■ **ACTIVITY**
Everything from the line with "Please mark the person" through the final line below should be copied out exactly, and nothing else should appear.
=== Begin Enclosure ===
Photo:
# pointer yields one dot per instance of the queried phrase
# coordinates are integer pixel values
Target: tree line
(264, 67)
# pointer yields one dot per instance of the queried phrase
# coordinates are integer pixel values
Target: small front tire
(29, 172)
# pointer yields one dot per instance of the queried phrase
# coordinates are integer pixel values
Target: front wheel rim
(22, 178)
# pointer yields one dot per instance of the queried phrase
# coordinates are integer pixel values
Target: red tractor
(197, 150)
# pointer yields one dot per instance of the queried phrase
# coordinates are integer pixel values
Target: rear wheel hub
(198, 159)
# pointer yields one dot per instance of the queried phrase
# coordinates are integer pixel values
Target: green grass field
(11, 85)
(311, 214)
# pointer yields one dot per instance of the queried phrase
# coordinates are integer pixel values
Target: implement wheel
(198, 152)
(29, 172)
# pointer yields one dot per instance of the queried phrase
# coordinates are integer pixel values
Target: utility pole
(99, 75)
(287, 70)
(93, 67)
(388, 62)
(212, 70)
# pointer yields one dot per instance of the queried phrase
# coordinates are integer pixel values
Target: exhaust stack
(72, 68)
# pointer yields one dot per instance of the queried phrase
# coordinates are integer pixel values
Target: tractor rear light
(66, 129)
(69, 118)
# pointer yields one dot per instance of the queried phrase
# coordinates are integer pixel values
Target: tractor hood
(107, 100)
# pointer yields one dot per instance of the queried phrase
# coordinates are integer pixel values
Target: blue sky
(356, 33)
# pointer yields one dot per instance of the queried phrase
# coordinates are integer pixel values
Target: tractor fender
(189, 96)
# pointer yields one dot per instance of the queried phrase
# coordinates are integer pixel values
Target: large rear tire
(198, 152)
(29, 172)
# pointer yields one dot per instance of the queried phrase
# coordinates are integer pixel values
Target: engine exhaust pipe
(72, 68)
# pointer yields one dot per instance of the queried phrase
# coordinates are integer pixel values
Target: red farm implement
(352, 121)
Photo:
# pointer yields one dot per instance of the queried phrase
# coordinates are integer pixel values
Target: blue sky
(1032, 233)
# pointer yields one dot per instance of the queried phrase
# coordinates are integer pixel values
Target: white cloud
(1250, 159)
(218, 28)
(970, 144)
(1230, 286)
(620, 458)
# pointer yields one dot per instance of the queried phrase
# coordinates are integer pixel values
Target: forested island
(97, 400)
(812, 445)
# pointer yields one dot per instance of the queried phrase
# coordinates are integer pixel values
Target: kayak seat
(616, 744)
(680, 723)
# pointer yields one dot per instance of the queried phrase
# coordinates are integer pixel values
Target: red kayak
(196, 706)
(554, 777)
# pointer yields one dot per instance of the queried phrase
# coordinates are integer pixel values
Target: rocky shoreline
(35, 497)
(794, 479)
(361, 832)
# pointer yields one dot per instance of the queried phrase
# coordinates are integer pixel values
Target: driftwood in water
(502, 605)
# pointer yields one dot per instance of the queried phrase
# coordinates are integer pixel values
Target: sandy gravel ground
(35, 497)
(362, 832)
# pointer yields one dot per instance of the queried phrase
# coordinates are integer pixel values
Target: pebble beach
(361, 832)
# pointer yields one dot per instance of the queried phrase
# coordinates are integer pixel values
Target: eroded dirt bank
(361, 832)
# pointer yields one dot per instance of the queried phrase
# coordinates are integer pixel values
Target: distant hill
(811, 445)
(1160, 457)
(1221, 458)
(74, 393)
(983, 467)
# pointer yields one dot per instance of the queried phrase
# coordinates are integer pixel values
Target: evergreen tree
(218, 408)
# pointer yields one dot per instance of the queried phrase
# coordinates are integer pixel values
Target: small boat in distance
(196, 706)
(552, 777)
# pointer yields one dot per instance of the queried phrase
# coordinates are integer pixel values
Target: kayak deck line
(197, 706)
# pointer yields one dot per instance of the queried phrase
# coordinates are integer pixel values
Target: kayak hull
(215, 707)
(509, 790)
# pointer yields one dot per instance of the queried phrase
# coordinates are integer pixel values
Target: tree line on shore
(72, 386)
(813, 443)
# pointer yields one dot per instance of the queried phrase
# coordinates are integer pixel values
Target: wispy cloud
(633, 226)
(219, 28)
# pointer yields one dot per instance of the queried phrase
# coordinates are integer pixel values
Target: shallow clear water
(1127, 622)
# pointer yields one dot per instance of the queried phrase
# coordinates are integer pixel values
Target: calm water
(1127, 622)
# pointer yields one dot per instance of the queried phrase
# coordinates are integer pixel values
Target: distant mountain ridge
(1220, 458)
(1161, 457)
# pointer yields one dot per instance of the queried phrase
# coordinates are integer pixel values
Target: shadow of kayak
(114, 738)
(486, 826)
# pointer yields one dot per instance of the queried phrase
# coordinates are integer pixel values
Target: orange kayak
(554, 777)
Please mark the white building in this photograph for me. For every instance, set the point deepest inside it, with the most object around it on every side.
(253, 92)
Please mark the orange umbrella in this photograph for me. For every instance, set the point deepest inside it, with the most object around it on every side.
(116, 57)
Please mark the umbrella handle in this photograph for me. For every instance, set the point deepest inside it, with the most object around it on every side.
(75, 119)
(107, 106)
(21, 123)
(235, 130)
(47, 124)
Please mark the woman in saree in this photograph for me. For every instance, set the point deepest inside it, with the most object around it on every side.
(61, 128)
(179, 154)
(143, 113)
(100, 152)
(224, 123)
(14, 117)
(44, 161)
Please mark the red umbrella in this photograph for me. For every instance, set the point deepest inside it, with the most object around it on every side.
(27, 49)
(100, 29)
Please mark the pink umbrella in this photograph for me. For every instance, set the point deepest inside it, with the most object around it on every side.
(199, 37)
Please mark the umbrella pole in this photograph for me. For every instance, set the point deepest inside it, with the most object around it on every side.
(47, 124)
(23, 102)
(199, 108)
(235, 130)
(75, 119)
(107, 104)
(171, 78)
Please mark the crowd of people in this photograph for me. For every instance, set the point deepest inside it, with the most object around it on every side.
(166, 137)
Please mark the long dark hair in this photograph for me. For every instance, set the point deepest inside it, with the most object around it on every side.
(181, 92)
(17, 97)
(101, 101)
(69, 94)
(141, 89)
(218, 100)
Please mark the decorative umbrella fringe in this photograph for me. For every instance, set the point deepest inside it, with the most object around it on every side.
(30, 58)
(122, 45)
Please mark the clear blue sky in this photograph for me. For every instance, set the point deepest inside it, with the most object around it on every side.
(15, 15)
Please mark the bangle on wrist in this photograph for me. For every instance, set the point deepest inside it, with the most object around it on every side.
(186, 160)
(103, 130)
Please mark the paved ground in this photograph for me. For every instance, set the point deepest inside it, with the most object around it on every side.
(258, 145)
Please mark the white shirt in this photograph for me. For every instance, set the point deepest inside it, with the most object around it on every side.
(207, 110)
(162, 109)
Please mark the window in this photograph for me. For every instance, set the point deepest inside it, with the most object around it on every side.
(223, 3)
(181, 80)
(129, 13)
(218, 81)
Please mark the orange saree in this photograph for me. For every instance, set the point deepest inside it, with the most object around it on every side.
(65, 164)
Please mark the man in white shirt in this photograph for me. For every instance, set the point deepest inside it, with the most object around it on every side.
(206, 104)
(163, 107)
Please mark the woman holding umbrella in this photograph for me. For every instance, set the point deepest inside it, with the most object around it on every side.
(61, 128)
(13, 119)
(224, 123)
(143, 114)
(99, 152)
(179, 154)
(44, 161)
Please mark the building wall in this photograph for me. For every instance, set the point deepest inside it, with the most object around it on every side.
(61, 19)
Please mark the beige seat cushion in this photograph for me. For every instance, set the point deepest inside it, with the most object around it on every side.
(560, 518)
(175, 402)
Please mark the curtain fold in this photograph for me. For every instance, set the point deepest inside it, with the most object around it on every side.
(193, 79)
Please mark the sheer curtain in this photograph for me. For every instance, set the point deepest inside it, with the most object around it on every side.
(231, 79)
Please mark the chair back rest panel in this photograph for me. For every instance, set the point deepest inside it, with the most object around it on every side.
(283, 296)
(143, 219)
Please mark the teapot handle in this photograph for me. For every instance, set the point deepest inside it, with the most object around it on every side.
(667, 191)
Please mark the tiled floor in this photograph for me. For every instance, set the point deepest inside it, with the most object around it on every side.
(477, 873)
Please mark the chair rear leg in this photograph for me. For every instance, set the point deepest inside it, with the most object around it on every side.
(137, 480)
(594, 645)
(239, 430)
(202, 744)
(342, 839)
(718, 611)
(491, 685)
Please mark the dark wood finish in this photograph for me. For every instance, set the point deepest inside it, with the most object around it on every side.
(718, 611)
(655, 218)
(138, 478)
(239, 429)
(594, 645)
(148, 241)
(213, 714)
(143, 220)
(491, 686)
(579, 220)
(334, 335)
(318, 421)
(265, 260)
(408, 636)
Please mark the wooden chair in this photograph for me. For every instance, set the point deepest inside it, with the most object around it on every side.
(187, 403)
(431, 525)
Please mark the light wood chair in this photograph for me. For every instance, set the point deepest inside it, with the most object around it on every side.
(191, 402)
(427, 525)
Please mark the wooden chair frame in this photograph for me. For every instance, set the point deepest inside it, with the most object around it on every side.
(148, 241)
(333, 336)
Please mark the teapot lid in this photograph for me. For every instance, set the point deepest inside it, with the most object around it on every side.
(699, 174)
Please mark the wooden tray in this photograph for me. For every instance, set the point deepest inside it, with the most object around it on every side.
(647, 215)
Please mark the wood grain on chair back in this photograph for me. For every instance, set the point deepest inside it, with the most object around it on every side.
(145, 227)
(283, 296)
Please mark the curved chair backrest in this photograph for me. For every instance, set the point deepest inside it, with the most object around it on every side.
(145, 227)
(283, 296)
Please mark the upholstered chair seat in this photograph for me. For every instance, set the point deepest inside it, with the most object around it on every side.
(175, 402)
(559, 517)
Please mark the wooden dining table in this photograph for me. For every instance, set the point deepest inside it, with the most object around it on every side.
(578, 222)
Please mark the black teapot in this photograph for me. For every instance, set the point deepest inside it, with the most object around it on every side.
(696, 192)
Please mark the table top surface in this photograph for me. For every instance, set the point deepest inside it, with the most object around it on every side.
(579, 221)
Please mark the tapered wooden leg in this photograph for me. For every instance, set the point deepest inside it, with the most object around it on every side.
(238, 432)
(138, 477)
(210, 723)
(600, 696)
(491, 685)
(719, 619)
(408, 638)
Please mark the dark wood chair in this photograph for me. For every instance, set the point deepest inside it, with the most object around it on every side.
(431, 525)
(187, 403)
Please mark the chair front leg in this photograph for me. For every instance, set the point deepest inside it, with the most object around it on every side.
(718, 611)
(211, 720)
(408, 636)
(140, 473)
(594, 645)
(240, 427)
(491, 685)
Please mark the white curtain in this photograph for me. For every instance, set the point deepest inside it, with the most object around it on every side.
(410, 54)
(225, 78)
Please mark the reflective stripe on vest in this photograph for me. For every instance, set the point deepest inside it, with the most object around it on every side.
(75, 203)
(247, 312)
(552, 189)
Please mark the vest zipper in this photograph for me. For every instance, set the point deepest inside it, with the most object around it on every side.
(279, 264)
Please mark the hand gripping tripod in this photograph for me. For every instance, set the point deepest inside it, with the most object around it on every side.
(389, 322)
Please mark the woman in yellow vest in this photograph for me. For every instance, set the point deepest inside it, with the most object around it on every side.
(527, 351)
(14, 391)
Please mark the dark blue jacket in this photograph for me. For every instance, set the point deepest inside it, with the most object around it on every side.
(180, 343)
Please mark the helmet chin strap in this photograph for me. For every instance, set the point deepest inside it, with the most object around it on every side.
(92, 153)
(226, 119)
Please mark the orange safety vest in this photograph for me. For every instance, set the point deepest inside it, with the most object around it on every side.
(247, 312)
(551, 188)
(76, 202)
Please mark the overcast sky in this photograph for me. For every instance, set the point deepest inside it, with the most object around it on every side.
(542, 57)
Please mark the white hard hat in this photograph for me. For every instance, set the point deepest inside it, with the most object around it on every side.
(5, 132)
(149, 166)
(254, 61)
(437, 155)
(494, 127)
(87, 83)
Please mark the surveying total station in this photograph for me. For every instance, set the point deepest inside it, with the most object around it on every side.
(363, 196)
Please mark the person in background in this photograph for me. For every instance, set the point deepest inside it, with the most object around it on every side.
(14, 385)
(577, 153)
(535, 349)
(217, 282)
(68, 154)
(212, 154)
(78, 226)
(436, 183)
=== End Enclosure ===
■ **ANSWER TO THIS TASK**
Please mark the person in background in this photograph for me. For every instance, set the point deepest inside it, with the most object around it on every side.
(14, 385)
(577, 153)
(535, 349)
(217, 282)
(68, 154)
(212, 154)
(78, 226)
(436, 183)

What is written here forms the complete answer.